>>>>>

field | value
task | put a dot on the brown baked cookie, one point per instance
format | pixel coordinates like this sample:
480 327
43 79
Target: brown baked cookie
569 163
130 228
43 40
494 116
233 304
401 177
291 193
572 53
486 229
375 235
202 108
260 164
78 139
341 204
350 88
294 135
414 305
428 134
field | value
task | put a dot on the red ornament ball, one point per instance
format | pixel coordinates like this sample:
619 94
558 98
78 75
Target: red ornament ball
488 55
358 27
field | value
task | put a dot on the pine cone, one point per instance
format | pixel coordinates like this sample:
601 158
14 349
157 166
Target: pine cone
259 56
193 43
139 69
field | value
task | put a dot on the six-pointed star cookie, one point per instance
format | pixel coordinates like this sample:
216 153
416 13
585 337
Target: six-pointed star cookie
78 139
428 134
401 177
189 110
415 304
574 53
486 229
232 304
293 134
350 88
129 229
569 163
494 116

<<<<<

Copy out all the lines above with their requests. Multiply every point coordinate in the answers by 0.2 and round each result to a whole number, rounding halves up. Leave the numbers in the requests and their format samples as they are.

* Exercise solution *
field | value
task | put a dot on the brown baked cookie, one point per instance
format | pixel coordinates like this sample:
480 327
43 79
Target: brown baked cookie
114 33
26 46
9 8
99 23
47 61
80 35
58 39
114 11
97 46
75 47
40 22
52 33
16 28
68 41
70 18
59 27
83 61
86 27
field | value
task | put a dot on the red ornament ball, one point per instance
format | pixel coordinates like this sample:
619 94
558 98
78 75
Target: red ornament ball
98 11
72 5
field | value
task | put a dot on the pine cone, one point per instance
format | pixel coordinates like this sample:
601 158
14 349
157 166
Target: pine cone
52 11
39 9
28 14
field | value
task | put a dot on the six-pointed star cookie, one point per instance
format | pixel coordinates like this sample:
216 153
416 13
585 337
Target: six-pointed star cookie
16 28
86 27
80 35
38 22
83 61
115 11
97 46
46 61
59 27
70 18
26 46
114 33
99 23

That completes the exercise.